(Named object pointing items)
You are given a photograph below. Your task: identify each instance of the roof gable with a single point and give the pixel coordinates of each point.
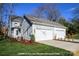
(41, 21)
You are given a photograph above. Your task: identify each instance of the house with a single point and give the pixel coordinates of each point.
(42, 29)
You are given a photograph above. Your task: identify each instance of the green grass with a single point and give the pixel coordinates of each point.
(76, 36)
(8, 48)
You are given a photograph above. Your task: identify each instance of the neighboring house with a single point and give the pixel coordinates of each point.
(42, 29)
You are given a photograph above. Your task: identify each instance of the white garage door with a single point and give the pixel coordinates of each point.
(43, 35)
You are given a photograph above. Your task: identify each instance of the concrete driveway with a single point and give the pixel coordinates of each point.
(62, 44)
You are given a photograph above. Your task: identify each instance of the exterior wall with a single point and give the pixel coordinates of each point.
(37, 30)
(15, 24)
(26, 30)
(9, 28)
(60, 33)
(51, 32)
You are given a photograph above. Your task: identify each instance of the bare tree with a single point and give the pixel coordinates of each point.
(48, 11)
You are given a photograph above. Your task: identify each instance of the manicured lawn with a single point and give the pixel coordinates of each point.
(75, 36)
(16, 48)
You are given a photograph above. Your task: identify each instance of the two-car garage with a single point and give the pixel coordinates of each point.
(48, 33)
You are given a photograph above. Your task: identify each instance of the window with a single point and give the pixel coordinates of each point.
(16, 32)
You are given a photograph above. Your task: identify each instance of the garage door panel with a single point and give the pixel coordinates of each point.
(43, 35)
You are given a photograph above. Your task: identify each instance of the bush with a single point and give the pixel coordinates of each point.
(32, 38)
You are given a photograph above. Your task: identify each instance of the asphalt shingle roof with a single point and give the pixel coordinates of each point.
(42, 21)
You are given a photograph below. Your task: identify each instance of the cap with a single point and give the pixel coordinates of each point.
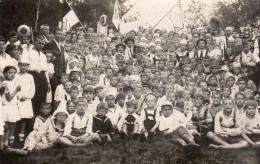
(102, 106)
(88, 89)
(166, 103)
(251, 103)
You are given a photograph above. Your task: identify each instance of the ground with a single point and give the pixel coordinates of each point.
(159, 152)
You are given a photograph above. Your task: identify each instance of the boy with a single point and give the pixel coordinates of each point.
(250, 124)
(227, 128)
(101, 123)
(78, 128)
(171, 124)
(130, 124)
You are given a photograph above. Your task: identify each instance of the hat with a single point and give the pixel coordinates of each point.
(2, 39)
(102, 106)
(251, 103)
(88, 89)
(61, 109)
(120, 45)
(151, 44)
(236, 64)
(224, 68)
(166, 103)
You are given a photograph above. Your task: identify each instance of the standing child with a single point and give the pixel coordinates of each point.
(25, 95)
(10, 107)
(250, 123)
(150, 116)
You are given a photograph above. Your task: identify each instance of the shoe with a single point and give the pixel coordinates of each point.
(123, 135)
(135, 136)
(21, 137)
(11, 140)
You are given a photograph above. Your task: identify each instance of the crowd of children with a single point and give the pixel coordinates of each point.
(189, 87)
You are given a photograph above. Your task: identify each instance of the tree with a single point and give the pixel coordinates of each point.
(238, 13)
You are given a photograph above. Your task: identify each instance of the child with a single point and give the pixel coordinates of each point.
(10, 107)
(149, 117)
(48, 134)
(227, 128)
(171, 124)
(25, 95)
(78, 128)
(102, 124)
(71, 107)
(130, 124)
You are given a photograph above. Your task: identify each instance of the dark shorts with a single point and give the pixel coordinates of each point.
(231, 139)
(178, 133)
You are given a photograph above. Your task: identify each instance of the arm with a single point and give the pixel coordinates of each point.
(10, 96)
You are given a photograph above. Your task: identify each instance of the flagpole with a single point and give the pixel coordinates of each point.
(163, 17)
(78, 18)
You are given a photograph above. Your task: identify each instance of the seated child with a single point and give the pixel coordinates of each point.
(227, 128)
(101, 123)
(78, 128)
(250, 123)
(130, 124)
(71, 107)
(171, 124)
(149, 116)
(48, 134)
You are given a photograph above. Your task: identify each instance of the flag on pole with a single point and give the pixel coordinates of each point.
(116, 15)
(69, 18)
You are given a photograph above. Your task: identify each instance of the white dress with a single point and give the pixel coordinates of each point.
(27, 90)
(10, 108)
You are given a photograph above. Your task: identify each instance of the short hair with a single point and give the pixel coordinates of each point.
(81, 99)
(132, 103)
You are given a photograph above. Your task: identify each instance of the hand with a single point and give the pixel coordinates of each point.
(18, 88)
(49, 87)
(23, 98)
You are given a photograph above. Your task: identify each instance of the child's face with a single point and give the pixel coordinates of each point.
(23, 67)
(228, 105)
(88, 95)
(81, 107)
(230, 82)
(250, 110)
(74, 93)
(110, 101)
(48, 56)
(64, 79)
(167, 111)
(226, 92)
(60, 117)
(67, 86)
(102, 112)
(10, 74)
(242, 85)
(46, 110)
(71, 108)
(150, 102)
(216, 98)
(75, 75)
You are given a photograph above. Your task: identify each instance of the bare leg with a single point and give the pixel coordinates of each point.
(212, 136)
(239, 145)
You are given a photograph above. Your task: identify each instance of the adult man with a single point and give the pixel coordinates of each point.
(45, 30)
(59, 62)
(37, 68)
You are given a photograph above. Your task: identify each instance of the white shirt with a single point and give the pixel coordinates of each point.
(86, 121)
(38, 60)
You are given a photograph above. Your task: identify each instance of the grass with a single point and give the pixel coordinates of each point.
(160, 152)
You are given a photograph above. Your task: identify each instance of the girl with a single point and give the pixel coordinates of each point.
(25, 95)
(149, 117)
(48, 134)
(10, 107)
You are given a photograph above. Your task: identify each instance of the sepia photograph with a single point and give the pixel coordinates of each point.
(129, 82)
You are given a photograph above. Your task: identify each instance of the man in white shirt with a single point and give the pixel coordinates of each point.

● **THE TASK**: Rewrite all of the items above, changing "pixel coordinates" to "image coordinates" everywhere and leaving everything else as it is. Omit the pictures from your answer.

● **SOLVED EXERCISE**:
You are given a photograph below. Your task: identify each instance of the roof gable with a single point and give the image coordinates of each point.
(41, 21)
You are given a photograph above. Your task: identify each instance of the house with a single point and give the image coordinates of each point.
(42, 29)
You are given a photograph above. Your task: identify each instance of the green grass with a single point and give the image coordinates of each point.
(76, 36)
(8, 48)
You are given a photograph above. Your task: identify each instance of the neighboring house with a single point and give the image coordinates of each point.
(42, 29)
You are given a photograph above. Your task: identify each instance of the white garage door with a single point and give the image coordinates of each point.
(43, 35)
You are given a photograph above. Your task: identify each instance of the concrete driveway with a single point and give the image coordinates of each point.
(62, 44)
You are given a photograph above. Your task: identify each instance of the exterior wall with a single point and give the image coordinates of each point.
(37, 30)
(15, 24)
(26, 30)
(9, 28)
(60, 33)
(51, 32)
You are given a photograph above. Your task: identify each instance of the bare tree with a single point and give the image coordinates of each point.
(48, 11)
You are given a photograph above. Your task: identify each instance of the manicured lawn with a single point and give the image coordinates of each point.
(75, 36)
(16, 48)
You are given a photograph above. Your task: identify each instance of the two-car garage with a single point and give the image coordinates of each point.
(48, 33)
You are given a photograph above. Your task: identify each instance of the window with a single point and give the image coordinates of each point.
(16, 32)
You are given a photograph above. Your task: identify each instance of the garage door panel with a single point and give the image coordinates of each point.
(43, 35)
You are given a photograph above. Your task: identify each instance of the bush with a single point and give the image coordinates of each point.
(32, 38)
You are given a photograph above. Your task: identify each instance of the asphalt shingle roof with a single point and give the image coordinates of each point.
(42, 21)
You are given a photograph below. Your task: identify each instance of the cap with a single point and give the image coordinates of each point.
(102, 106)
(88, 89)
(166, 103)
(251, 103)
You are given a photograph above. Your task: identify each instance of the ground with a single point and give the image coordinates of each point.
(159, 152)
You are given a photograph above. Your task: identify each instance of the boy with a single point and give the image coordinates of each point.
(250, 124)
(227, 128)
(101, 123)
(78, 128)
(171, 124)
(130, 124)
You are given a photograph above. Your task: identify each instance of the hat with a single point and give the image coordinates of each point.
(2, 39)
(102, 106)
(251, 103)
(88, 89)
(61, 109)
(120, 45)
(151, 44)
(236, 64)
(224, 68)
(166, 103)
You are given a photograph above. Your task: identify each instance of the standing child with a single point and give the image coordinates of each point.
(25, 95)
(10, 107)
(250, 123)
(150, 116)
You are given a photograph above. Your task: identify each instance of the shoe with a single point and give the image coordinates of each point.
(123, 135)
(135, 136)
(21, 137)
(11, 140)
You are given a photograph above. Your task: identify each instance of the crowd of children with a single point and give the image coordinates of each point.
(189, 87)
You are given a photograph above. Your task: identify each instance of the tree with a single point and give the image coordinates of each point.
(238, 13)
You are given a photograph above. Your task: identify each instance of the child with a single point and give the image coordinates of each point.
(10, 107)
(149, 117)
(48, 134)
(227, 128)
(171, 124)
(25, 95)
(78, 128)
(102, 124)
(71, 107)
(130, 124)
You are given a photograph above. Your task: identify each instance of the dark shorts with a single point and give the image coordinates of each point.
(231, 139)
(178, 133)
You are given a photograph above. Your task: identify each instance of the arm with a single point and give the image coordinates of each point.
(10, 96)
You are given a photograph above. Your task: identify each instance of the flagpole with a single point and give the image coordinates of each point.
(163, 17)
(78, 18)
You are given a photograph above. Your task: identify each instance of the seated child with a single point and give the image coordinates of each point.
(227, 128)
(101, 123)
(78, 128)
(250, 123)
(130, 124)
(71, 107)
(171, 124)
(149, 116)
(48, 134)
You are given a photograph above. Your task: identify each instance of the flag on pole with a single point and give the image coordinates of each point.
(116, 15)
(69, 18)
You are given a photograph above. Your task: identify each instance of the white dress with a single point and give the image coordinates of each point.
(27, 90)
(10, 108)
You are given a photograph above. Your task: identify each instance of the short hair with a single point and give the image coordinates of each point.
(81, 99)
(132, 103)
You are given a photograph above. Your task: identify each instance of the hand with a single point and give the image coordinates of each point.
(18, 88)
(49, 87)
(23, 98)
You are given a photograph above. Your task: identify each instance of the child's face with a single point and give the image coordinates of each point.
(23, 67)
(228, 105)
(88, 95)
(81, 107)
(230, 82)
(250, 110)
(74, 93)
(110, 101)
(48, 56)
(64, 79)
(167, 111)
(226, 92)
(60, 117)
(67, 86)
(102, 112)
(10, 74)
(242, 85)
(46, 110)
(71, 108)
(150, 102)
(216, 98)
(75, 75)
You are given a photograph above. Your task: identify each instance of the bare leg with a single point and give the image coordinates of each point.
(212, 136)
(239, 145)
You are given a photograph above. Your task: identify each instance of the adult man with a single point and give the image coordinates of each point.
(45, 30)
(59, 62)
(37, 68)
You are given a photograph above. Your task: identify each instance of the white shirt with a single point and give the image coordinates of each point.
(86, 121)
(38, 60)
You are given a photograph above. Your task: identify each instance of the grass with a single point and give the image coordinates of each point.
(160, 152)
You are given a photograph above. Your task: identify each instance of the girl with a single point and give the image coordinates of each point.
(25, 95)
(149, 117)
(48, 134)
(10, 107)
You are given a photograph above. Your task: identify each instance of the sepia photograph with a single point and give the image coordinates of each point.
(129, 82)
You are given a photograph above. Your task: identify each instance of the man in white shirt with a single point and give the image coordinates of each point.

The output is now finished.